FRAGMENTO DE TEXTO:
————————

Ahora todo el mundo quiere vivir en los pueblos pequeños. El miedo a veces es como una cura de conciencia. Bueno, siempre estarán esos descerebrados a quienes les da igual montarse una fiestorra de coronavirus en un pueblecito que no sale en los mapas o en las grandes avenidas de València, París o México Distrito Federal. La crisis que se nos ha caído encima ha hecho que miremos lo rural con otros ojos. Ojalá esos ojos cambiaran no sólo la mirada sino eso tan hermoso que es el sentido de pertenecer a alguna parte, de echar raíces para que ahueque el ala todo extrañamiento, de viajar sin agobios de un sitio a otro entre adelfas en flor y ranas cascarrabias: se te hace más largo un viaje en ascensor, incluso con vecinos de tu misma finca, que el que lleva en Gestalgar hasta la Peña María o las huertas del Rajolar por las orillas del río.

————————

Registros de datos
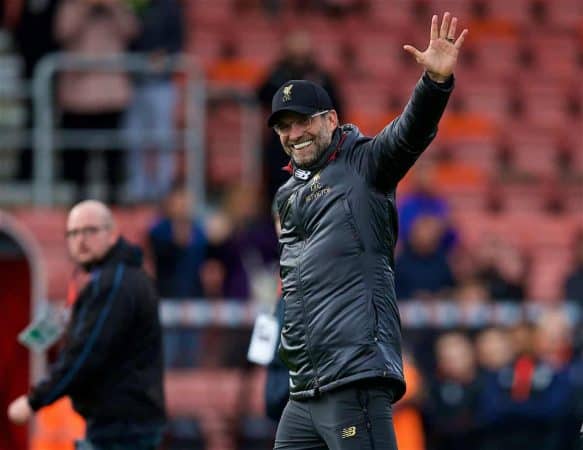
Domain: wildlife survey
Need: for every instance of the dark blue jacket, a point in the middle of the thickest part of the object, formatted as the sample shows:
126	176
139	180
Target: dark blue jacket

————————

TAREA DE TRABAJO A:
Según el texto sobre la vida en los pueblos, ¿qué ha hecho que miremos lo rural con otros ojos?
TAREA DE TRABAJO B:
Retome el texto sobre la vida en los pueblos y continúelo a partir de su última frase.

ESPACIO DE RESPUESTA A:
La crisis que se nos ha caído encima.

ESPACIO DE RESPUESTA B:
Esta mañana indago un nuevo itinerario. Busco las sendas abiertas monte arriba, hacia los viejos pajares de mi infancia. Ya no existen las eras ni los trillos, pero es como si hubieran vuelto porque los sitios se construyen a medias entre lo real y lo que recordamos. La cueva del viejo Royopellejas, que tanto sale en mis novelas, se esconde tras las paredes de la nave en que mi tío Joaquín guarda el tractor que ya no usa y los aperos de labranza. El sendero del Barranco Rivera que no conocía y las ruinas de un chalé colgadas en la ladera de la montaña. Andar por esos caminos cada mañana es como vivir no en esa nostalgia boba que es como una perversión del pasado, sino en ese presente que es una mezcla de lo que somos y de lo que otra gente fue antes que nosotros. Porque los sitios no son nada sin alguien o algo que los habite.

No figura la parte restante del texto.